### [WHAT IS BEING ASKED]
Please give every line of the listing below as a JSON list of strings, one string per line, with blank lines left out.
====================
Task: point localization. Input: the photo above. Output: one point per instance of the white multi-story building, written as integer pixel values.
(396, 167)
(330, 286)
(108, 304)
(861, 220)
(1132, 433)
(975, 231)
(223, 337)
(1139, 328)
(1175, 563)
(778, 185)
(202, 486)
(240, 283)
====================
### [ANSWER FOR THE TASK]
[
  "Task: point localization. Input: the photo above. Output: one point per instance of the white multi-story building, written as integer pixel values.",
  "(396, 167)",
  "(330, 286)",
  "(108, 304)",
  "(861, 220)",
  "(1132, 433)",
  "(975, 231)",
  "(223, 337)",
  "(1139, 328)",
  "(1175, 563)",
  "(778, 185)",
  "(202, 486)",
  "(240, 283)"
]